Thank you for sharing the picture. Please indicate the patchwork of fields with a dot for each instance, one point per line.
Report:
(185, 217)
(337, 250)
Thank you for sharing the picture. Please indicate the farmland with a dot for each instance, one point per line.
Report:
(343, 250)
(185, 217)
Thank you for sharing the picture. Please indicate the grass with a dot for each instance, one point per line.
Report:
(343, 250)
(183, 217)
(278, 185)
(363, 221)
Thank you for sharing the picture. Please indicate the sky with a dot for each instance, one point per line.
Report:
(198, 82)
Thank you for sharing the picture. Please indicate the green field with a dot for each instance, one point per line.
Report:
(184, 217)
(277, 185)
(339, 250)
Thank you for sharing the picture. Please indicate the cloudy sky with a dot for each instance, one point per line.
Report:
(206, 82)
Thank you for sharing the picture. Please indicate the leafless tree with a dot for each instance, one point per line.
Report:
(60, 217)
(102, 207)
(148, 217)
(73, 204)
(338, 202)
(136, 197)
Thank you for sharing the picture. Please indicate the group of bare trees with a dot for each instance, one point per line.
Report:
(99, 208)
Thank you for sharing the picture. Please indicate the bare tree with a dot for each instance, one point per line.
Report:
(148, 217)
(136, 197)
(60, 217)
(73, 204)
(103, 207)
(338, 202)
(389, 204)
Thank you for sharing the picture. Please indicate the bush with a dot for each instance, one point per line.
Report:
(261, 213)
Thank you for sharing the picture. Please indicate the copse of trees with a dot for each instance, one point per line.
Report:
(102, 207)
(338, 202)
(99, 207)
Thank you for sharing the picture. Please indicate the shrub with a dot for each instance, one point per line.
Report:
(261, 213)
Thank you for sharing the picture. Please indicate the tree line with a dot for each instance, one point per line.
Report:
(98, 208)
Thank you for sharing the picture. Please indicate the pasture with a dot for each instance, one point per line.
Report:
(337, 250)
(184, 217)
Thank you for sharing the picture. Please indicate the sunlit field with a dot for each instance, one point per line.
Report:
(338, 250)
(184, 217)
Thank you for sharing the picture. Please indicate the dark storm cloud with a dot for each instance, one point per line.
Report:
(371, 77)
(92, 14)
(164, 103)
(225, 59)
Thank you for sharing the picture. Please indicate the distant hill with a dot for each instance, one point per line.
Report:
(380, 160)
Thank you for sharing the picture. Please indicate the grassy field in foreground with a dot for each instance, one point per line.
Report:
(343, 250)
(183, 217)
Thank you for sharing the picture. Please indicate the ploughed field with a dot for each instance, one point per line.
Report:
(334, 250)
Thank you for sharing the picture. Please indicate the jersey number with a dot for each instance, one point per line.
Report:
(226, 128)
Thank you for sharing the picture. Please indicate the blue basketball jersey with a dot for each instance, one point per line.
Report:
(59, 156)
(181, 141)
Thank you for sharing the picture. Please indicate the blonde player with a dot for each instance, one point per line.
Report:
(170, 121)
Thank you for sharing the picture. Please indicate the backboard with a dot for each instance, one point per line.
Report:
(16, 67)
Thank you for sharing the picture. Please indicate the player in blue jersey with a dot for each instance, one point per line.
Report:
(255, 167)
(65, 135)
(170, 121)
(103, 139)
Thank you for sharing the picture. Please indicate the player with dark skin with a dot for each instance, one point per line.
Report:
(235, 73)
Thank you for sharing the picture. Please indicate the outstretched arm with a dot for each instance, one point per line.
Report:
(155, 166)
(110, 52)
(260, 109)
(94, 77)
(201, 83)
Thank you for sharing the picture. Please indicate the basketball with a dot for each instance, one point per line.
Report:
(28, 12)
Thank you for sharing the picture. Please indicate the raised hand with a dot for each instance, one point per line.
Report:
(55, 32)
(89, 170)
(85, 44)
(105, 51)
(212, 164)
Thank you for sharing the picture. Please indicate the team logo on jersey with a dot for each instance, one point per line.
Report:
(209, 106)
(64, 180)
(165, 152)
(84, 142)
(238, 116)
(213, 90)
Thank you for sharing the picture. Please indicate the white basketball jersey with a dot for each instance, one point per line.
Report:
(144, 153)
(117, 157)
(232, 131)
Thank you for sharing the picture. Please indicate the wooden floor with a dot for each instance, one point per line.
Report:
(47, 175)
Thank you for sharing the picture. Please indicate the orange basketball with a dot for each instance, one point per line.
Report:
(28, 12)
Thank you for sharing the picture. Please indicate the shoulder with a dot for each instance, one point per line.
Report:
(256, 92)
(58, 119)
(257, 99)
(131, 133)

───

Tell how many lines in the entries above include the string "bare", and write nothing but the number.

2